>> begin Extract
By: Glenn Ojeda Vega

As promised during his campaign, U.S. President Donald Trump in May triggered the mechanism for a renegotiation of the North American Free Trade Agreement (NAFTA). Formal negotiations between Mexico, the United States, and Canada began with a first round of talks in August in Washington, D.C. As of right now, the uncertain future of NAFTA could end up spelling doom for Latin American free trade agreements, triggering a reconfiguration of regional politics, and facilitating a “Mexico First-style” takeover during the country’s presidential election next year.
>> end Extract
# Set exercise
According to the excerpt on NAFTA, in which city did the first round of formal negotiations among Mexico, the United States, and Canada take place? The data that comes next is separate material, unrelated to the excerpt on NAFTA.
>> begin Recorded information
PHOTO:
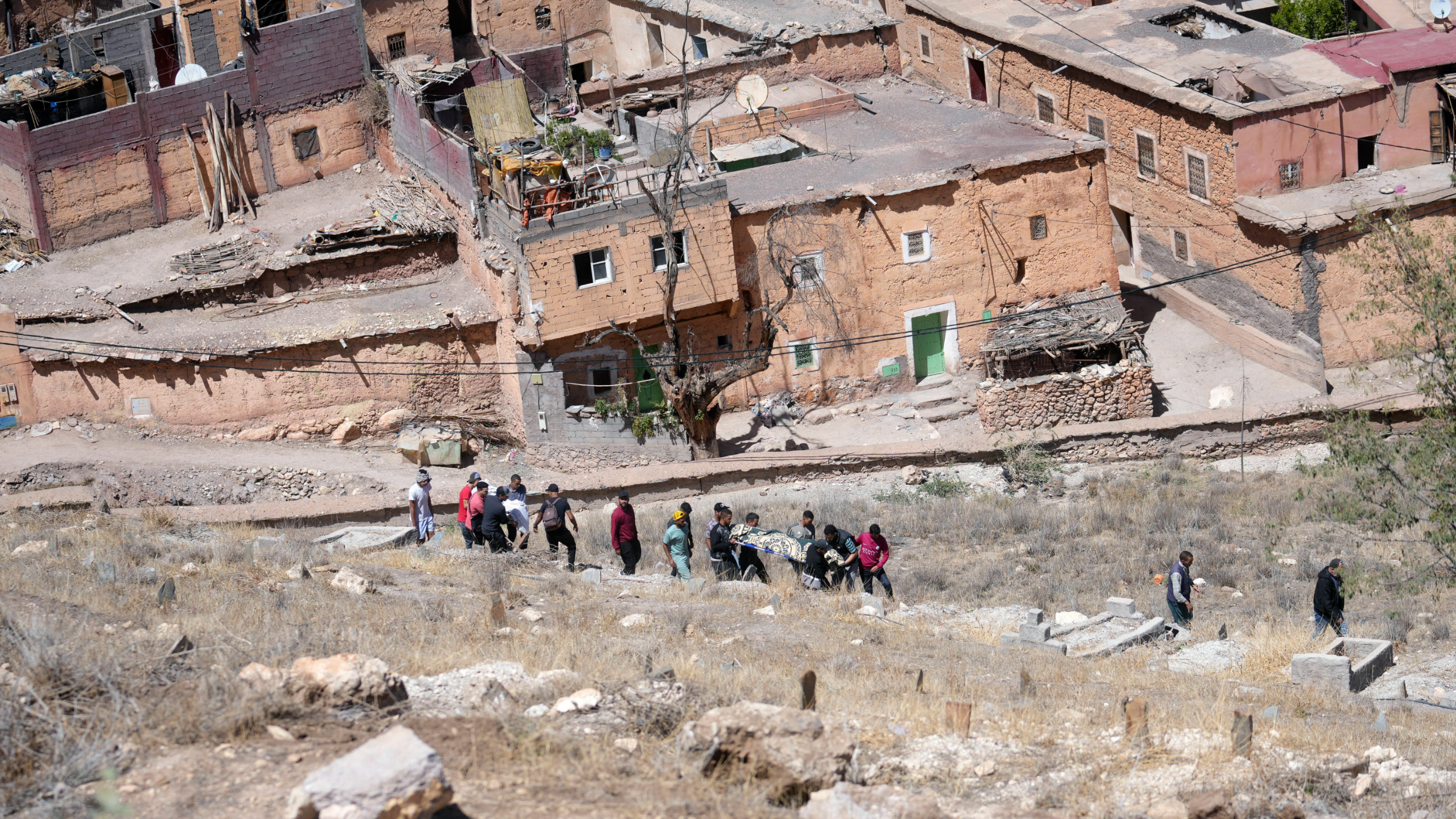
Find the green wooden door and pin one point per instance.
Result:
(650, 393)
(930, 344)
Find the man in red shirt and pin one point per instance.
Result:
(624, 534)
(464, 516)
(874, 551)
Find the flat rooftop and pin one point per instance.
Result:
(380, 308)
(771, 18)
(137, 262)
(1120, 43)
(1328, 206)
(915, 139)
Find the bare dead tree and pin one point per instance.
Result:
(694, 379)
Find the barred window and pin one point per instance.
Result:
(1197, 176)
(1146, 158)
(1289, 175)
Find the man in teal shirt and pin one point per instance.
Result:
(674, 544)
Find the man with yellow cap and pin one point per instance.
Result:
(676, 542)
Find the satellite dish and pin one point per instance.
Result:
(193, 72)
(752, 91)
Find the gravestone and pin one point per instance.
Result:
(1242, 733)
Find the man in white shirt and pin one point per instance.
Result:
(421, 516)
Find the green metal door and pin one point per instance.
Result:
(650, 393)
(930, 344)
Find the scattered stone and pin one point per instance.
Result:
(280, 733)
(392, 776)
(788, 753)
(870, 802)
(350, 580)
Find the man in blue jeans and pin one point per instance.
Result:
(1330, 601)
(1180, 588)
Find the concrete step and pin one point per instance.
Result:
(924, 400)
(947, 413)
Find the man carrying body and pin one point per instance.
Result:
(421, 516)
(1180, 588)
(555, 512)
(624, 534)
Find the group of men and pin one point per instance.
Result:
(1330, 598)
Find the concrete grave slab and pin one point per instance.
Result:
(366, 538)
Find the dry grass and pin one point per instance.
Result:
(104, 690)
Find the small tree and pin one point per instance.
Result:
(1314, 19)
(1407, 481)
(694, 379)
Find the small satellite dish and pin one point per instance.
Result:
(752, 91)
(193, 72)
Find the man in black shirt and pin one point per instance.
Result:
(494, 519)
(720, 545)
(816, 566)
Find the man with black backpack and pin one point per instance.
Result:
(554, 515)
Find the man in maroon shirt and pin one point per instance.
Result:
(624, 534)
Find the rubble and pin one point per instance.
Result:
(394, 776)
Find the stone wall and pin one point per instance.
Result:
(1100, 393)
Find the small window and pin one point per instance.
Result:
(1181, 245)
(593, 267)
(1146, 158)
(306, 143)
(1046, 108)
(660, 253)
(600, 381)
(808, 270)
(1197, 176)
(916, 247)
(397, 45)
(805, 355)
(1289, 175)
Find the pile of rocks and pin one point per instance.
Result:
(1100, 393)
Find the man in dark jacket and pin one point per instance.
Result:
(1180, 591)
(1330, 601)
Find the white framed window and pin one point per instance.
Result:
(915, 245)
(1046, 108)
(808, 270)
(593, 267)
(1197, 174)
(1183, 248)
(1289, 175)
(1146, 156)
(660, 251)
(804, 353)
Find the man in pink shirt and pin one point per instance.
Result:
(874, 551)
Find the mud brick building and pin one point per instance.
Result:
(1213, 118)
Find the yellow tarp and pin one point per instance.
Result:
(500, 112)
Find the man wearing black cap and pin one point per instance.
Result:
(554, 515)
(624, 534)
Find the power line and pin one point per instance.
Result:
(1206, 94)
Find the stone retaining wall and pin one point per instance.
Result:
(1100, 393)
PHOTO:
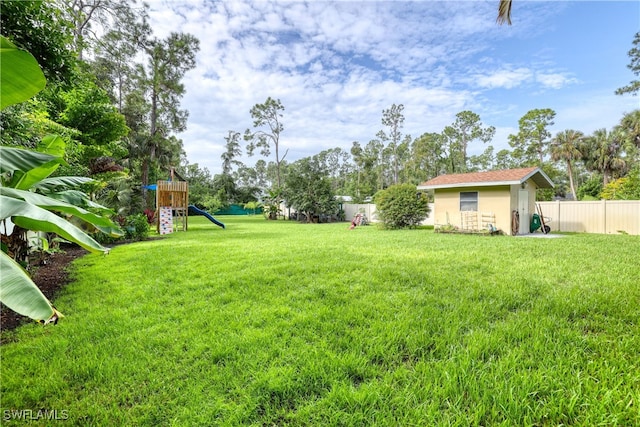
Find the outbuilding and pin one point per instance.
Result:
>> end Recorded information
# In response
Washington, D.C.